About this task
Please answer from the crowdfunding guide announcement: which organization developed the practical guide on public engagement and crowdfunding, and with which partners?

TDR Public Engagement and Crowdfunding Guide Launched
Better understand public engagement and crowdfunding
How can researchers better engage with their local community and build horizontal partnerships to localize research financing? This important question drove the development of a TDR practical guide and global qualitative evidence synthesis. TDR is the UNICEF/UNDP/World Bank/WHO Special Programme for Research and Training in Tropical Diseases. In partnership with TDR Global and SIHI, SESH developed a practical guide on public engagement and crowdfunding. Public engagement is a bidirectional communication between researchers and the public for mutual benefit. Crowdfunding is the process of engaging large groups of people who make monetary and non-monetary contributions to a project. The resulting practical guide is intended for researchers, especially those in low and middle-income countries (LMIC), to better understand public engagement and crowdfunding.

Dataset extract
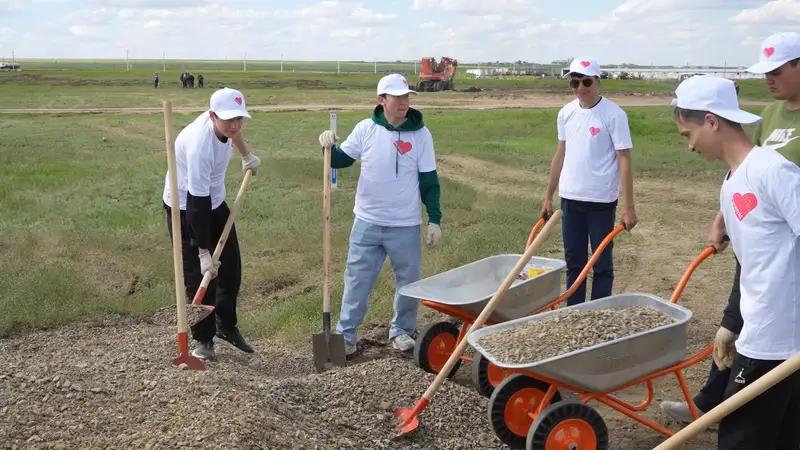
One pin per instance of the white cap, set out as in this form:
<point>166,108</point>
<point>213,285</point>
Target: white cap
<point>394,84</point>
<point>713,94</point>
<point>228,103</point>
<point>584,66</point>
<point>776,51</point>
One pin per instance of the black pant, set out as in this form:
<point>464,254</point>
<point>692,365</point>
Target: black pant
<point>224,288</point>
<point>582,222</point>
<point>770,421</point>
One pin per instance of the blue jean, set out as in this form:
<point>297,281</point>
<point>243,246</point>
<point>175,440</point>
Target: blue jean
<point>369,246</point>
<point>580,223</point>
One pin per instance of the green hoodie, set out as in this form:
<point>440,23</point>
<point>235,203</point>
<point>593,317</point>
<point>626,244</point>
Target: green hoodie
<point>428,181</point>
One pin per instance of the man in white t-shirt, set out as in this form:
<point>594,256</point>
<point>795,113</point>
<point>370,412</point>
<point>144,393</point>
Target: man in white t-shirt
<point>760,205</point>
<point>398,175</point>
<point>592,160</point>
<point>202,152</point>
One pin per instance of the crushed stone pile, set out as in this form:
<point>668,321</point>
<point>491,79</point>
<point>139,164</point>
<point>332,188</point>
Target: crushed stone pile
<point>114,387</point>
<point>567,331</point>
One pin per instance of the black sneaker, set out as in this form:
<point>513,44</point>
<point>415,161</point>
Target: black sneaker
<point>235,338</point>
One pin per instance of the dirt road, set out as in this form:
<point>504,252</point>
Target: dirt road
<point>464,101</point>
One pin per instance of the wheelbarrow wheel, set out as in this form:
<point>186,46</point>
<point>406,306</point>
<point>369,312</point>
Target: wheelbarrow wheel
<point>435,343</point>
<point>485,375</point>
<point>568,425</point>
<point>510,403</point>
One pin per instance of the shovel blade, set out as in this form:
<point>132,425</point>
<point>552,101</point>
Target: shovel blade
<point>328,350</point>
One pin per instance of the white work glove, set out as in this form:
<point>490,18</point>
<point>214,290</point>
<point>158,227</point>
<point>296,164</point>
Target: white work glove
<point>723,348</point>
<point>206,265</point>
<point>252,162</point>
<point>327,138</point>
<point>434,233</point>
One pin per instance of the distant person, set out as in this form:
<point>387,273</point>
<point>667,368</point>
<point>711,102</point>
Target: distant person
<point>398,176</point>
<point>778,130</point>
<point>592,161</point>
<point>202,151</point>
<point>760,206</point>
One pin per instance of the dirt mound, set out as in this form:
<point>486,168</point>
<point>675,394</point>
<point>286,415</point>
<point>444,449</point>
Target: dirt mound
<point>80,387</point>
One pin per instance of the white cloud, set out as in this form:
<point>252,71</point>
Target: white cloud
<point>637,31</point>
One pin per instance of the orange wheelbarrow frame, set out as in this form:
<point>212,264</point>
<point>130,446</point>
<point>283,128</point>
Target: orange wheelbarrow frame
<point>442,344</point>
<point>525,405</point>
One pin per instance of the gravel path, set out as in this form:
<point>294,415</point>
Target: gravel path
<point>113,387</point>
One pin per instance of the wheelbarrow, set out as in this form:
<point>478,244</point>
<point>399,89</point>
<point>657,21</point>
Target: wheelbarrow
<point>526,410</point>
<point>463,292</point>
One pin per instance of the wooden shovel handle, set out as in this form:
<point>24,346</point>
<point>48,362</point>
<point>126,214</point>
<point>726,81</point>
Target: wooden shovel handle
<point>326,231</point>
<point>177,258</point>
<point>733,403</point>
<point>490,307</point>
<point>237,205</point>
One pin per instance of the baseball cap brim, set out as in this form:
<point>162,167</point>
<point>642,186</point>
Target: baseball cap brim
<point>400,92</point>
<point>765,66</point>
<point>734,115</point>
<point>231,113</point>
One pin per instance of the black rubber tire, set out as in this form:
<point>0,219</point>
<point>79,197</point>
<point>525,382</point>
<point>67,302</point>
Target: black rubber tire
<point>500,398</point>
<point>422,346</point>
<point>559,412</point>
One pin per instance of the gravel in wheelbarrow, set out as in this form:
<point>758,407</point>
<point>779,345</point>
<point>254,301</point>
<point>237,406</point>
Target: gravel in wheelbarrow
<point>595,346</point>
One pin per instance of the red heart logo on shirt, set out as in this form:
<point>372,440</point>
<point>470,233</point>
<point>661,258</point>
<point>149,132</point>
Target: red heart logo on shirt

Task response
SESH developed it, in partnership with TDR Global and SIHI.